**WHAT YOU HAVE TO DO**
Search for the word "hairy" in the entries. Each line that holds it should be copied.

**GIVEN ENTRIES**
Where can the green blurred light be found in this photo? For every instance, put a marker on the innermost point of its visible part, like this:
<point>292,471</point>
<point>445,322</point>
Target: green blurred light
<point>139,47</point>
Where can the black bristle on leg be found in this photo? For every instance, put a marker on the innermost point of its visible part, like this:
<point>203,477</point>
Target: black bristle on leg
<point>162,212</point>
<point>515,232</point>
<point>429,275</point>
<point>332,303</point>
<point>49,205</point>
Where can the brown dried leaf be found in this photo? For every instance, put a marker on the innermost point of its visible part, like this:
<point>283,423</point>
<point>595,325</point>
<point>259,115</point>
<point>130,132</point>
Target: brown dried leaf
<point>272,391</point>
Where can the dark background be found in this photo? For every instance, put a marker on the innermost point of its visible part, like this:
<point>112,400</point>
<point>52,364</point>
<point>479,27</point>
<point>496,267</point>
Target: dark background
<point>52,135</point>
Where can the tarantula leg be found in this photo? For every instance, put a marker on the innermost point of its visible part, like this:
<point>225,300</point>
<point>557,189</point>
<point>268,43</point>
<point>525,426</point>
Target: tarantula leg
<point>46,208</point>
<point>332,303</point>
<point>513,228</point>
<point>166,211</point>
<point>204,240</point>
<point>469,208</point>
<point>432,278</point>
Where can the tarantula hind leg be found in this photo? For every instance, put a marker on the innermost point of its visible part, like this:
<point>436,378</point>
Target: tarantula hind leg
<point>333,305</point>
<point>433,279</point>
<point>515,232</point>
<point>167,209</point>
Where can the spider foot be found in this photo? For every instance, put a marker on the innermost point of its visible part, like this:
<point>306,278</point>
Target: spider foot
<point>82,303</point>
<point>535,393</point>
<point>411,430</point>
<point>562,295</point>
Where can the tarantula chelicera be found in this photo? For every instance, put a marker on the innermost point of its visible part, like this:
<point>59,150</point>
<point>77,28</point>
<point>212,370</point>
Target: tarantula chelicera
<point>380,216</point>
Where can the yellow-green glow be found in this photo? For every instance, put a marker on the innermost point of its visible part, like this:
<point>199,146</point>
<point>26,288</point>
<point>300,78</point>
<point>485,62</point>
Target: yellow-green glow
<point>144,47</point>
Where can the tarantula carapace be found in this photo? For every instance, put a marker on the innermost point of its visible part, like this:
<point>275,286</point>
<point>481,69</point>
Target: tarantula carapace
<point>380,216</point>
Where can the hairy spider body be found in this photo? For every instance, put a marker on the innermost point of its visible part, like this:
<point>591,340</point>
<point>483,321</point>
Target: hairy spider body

**RESPONSE TO THIS EXERCISE**
Where can the hairy spider body be found in this photo? For every instance, put a marker on the innermost point of its visible part, like this:
Target: hairy spider body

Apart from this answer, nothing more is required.